(EXTRACT PROVIDED)
For cash-strapped couples in these worrying economic times, restaurant meals are usually the first to go. Next, the annual vacation.
Then, at some point, comes the wrenching question: Can we really afford another baby?
As the recession deepens, some Minnesotans are saying no -- some of them forever.
Minnesota clinics say more men are having vasectomies and more women are getting long-term birth control such as intra-uterine devices (IUDs) -- developments that appear to be cropping up all over the country.
At Planned Parenthood's chain of Minnesota clinics, demand for IUDs was up 54 percent in the first three months of 2009 compared with the same period a year earlier. At Urology Associates, an 11-physician practice in the Twin Cities, patients got 518 vasectomies in the past six months, up 18 percent from the previous six months.
At Family Tree Clinic, a reproductive health clinic in St. Paul, 12 to 14 women are now coming in to get IUDs each month, up from 5 or 6 a month in 2007. An IUD can prevent pregnancy for up to 12 years.
"Nobody ever talked to me about economics and childbearing before," said Dr. Amy Gilbert, the clinic's medical director. Recently, in the space of a week, two patients brought that up. "I'd like to have a baby," one told Gilbert, "but I can't."

(RECORDS)
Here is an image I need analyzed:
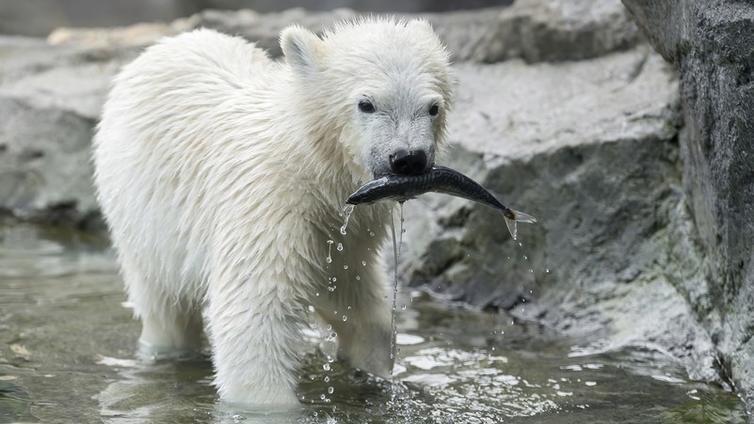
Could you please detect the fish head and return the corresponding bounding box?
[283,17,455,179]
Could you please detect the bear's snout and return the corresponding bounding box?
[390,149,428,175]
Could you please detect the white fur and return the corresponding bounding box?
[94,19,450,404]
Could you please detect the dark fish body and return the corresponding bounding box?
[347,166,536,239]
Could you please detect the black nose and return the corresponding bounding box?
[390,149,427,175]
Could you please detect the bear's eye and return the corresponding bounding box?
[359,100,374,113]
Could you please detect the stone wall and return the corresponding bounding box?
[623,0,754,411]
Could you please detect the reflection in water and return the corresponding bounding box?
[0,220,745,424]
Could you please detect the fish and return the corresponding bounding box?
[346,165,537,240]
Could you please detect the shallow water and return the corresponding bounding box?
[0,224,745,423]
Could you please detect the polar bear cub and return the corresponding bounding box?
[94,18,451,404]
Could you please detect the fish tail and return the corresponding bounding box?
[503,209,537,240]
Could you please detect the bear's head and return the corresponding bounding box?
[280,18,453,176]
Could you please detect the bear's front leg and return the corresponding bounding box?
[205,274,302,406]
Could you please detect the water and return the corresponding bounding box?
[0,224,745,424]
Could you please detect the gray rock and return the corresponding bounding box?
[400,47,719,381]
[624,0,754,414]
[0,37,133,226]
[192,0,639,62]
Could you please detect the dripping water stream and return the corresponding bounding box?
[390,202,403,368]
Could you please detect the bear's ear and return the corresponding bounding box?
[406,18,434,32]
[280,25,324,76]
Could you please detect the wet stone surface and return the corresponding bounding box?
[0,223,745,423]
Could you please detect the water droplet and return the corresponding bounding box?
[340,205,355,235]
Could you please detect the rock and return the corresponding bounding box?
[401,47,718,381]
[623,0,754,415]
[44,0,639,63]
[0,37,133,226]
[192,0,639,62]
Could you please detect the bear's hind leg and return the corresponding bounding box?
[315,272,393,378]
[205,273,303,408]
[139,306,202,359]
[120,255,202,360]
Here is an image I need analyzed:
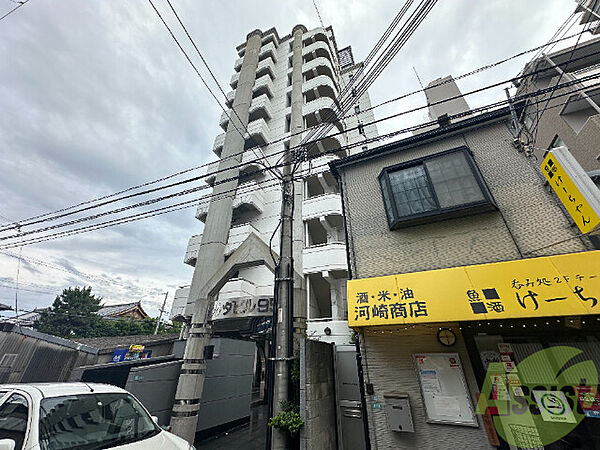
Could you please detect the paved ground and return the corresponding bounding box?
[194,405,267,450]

==

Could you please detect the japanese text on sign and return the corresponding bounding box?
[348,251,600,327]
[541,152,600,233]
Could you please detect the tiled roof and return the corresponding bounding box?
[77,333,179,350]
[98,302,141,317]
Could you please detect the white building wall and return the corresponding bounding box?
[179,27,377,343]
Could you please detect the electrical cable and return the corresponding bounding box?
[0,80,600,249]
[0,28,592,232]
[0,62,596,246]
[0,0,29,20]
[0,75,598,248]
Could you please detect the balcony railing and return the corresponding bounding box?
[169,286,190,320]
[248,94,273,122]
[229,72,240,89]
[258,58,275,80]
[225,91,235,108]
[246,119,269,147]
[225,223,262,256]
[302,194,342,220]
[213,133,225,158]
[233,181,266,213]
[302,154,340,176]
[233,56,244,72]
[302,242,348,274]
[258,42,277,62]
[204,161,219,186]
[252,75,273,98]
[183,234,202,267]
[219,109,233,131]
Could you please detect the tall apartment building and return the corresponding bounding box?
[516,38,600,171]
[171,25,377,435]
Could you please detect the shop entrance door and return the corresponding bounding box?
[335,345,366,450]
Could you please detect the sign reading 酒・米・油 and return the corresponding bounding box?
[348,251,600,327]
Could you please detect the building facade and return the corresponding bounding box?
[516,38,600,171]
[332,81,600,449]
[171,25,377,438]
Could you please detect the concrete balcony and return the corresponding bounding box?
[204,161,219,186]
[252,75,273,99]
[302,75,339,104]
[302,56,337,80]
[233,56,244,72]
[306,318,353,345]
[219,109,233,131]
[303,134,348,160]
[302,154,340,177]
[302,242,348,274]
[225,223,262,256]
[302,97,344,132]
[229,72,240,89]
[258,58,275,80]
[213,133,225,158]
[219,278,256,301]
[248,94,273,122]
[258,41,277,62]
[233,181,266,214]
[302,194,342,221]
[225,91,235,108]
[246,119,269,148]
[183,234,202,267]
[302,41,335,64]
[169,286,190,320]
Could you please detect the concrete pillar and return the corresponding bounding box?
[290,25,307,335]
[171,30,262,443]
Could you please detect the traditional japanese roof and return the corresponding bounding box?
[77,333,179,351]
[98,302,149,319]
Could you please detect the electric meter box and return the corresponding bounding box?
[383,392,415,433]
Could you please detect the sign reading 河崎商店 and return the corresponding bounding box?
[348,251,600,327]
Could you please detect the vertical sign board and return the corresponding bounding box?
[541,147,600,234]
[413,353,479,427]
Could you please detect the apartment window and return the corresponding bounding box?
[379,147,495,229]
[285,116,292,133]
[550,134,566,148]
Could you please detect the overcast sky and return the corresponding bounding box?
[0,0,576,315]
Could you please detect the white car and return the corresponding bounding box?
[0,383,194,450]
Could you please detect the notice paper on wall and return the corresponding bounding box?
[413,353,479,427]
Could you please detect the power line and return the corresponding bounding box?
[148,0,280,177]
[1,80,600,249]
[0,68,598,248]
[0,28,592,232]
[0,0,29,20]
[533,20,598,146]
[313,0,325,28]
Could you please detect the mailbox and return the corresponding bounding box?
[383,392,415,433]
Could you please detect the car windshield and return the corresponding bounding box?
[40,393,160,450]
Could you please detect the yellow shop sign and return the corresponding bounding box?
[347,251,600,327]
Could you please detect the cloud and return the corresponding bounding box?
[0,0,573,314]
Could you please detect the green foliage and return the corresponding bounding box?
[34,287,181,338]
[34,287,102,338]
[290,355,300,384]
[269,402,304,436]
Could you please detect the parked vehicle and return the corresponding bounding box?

==

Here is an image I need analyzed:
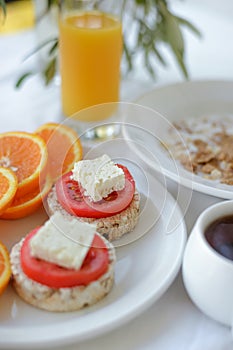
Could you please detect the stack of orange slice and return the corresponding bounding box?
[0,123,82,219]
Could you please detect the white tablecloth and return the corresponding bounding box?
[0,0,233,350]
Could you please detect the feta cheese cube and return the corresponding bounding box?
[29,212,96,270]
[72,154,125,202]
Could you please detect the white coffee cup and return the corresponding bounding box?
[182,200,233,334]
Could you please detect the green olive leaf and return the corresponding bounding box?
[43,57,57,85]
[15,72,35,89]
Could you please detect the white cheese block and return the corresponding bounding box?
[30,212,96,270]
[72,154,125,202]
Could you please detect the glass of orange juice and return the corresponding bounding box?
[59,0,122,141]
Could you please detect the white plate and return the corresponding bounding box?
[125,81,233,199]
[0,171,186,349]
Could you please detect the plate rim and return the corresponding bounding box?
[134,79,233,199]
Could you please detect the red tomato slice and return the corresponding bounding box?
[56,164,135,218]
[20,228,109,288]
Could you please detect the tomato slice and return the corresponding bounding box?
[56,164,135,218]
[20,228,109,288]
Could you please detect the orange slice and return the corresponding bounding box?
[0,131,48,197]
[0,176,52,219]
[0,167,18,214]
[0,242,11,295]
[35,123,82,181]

(WHAT TO PRODUCE)
According to the article on birth control in Minnesota during the recession, how much did demand for IUDs rise at Planned Parenthood's Minnesota clinics in the first three months of 2009? The material has no connection to the article.

(SOLUTION TO THE EXERCISE)
It rose 54 percent compared with the same period a year earlier.